# [Document text]
▼

[Python-checkins] r70587 - in python/branches/py3k/Lib: linecache.py tokenize.py

Tue Mar 24 23:30:15 CET 2009

Author: benjamin.peterson
Date: Tue Mar 24 23:30:15 2009
New Revision: 70587

Log:
reuse tokenize.detect_encoding in linecache instead of a custom solution

patch by Victor Stinner #4016


Modified:
   python/branches/py3k/Lib/linecache.py
   python/branches/py3k/Lib/tokenize.py

Modified: python/branches/py3k/Lib/linecache.py
==============================================================================

--- python/branches/py3k/Lib/linecache.py	(original)
+++ python/branches/py3k/Lib/linecache.py	Tue Mar 24 23:30:15 2009
@@ -7,7 +7,7 @@
 
 import sys
 import os
-import re
+import tokenize
 
 __all__ = ["getline", "clearcache", "checkcache"]
 
@@ -120,27 +120,11 @@
                     pass
         else:
             # No luck
-##          print '*** Cannot stat', filename, ':', msg
             return []
-##  print("Refreshing cache for %s..." % fullname)
-    try:
-        fp = open(fullname, 'rU')
+    with open(fullname, 'rb') as fp:
+        coding, line = tokenize.detect_encoding(fp.readline)
+    with open(fullname, 'r', encoding=coding) as fp:
         lines = fp.readlines()
-        fp.close()
-    except Exception as msg:
-##      print '*** Cannot open', fullname, ':', msg
-        return []
-    coding = "utf-8"
-    for line in lines[:2]:
-        m = re.search(r"coding[:=]\s*([-\w.]+)", line)

▲

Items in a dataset

▼

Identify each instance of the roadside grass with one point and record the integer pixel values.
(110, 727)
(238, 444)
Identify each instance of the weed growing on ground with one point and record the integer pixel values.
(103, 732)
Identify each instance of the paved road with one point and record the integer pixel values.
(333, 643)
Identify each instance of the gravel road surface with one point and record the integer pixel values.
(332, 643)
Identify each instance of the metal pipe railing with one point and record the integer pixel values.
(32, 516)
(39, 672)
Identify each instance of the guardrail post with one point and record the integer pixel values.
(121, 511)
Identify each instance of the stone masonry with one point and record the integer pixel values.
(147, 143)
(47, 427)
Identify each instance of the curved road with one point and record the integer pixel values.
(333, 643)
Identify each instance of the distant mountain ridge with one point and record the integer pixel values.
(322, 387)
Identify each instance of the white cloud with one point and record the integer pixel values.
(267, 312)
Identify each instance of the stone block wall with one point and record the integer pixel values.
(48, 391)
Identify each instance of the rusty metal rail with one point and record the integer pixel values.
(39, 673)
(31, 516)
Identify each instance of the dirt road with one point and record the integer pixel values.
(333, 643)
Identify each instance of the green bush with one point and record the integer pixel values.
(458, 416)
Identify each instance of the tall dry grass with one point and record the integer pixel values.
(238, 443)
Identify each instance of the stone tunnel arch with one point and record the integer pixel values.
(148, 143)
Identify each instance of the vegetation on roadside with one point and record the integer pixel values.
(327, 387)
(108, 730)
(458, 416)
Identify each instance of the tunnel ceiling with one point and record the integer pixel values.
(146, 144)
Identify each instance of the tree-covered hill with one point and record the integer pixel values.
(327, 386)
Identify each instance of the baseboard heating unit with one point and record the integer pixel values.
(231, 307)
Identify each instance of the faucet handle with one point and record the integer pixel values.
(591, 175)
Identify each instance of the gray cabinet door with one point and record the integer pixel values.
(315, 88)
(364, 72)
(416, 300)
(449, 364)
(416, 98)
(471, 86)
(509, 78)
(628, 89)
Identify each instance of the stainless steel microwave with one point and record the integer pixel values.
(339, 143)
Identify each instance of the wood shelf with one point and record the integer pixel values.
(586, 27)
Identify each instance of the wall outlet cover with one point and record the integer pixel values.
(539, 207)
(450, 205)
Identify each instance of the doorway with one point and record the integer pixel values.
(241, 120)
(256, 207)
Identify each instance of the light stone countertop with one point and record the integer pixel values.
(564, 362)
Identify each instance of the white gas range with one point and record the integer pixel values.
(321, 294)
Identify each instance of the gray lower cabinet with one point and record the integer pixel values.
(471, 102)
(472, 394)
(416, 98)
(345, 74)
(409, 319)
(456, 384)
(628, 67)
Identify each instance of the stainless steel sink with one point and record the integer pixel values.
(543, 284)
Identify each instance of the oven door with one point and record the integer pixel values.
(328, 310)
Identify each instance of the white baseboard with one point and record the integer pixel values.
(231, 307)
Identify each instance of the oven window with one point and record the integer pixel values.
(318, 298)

▲

# [Given problem 1]
According to the linecache commit message, who wrote the patch?
# [Given problem 2]
Continue the linecache commit diff from where it stops.

# [Task result 1]
Victor Stinner

# [Task result 2]
-        if m:
-            coding = m.group(1)
-            break
-    try:
-        lines = [line if isinstance(line, str) else str(line, coding)
-                 for line in lines]
-    except:
-        pass  # Hope for the best
     size, mtime = stat.st_size, stat.st_mtime
     cache[filename] = size, mtime, lines, fullname
     return lines

Modified: python/branches/py3k/Lib/tokenize.py
==============================================================================
--- python/branches/py3k/Lib/tokenize.py	(original)
+++ python/branches/py3k/Lib/tokenize.py	Tue Mar 24 23:30:15 2009
@@ -27,7 +27,6 @@
 import re, string, sys
 from token import *
 from codecs import lookup, BOM_UTF8
-from itertools import chain, repeat
 cookie_re = re.compile("coding[:=]\s*([-\w.]+)")
 
 import token
@@ -327,13 +326,15 @@
     which tells you which encoding was used to decode the bytes stream.
     """
     encoding, consumed = detect_encoding(readline)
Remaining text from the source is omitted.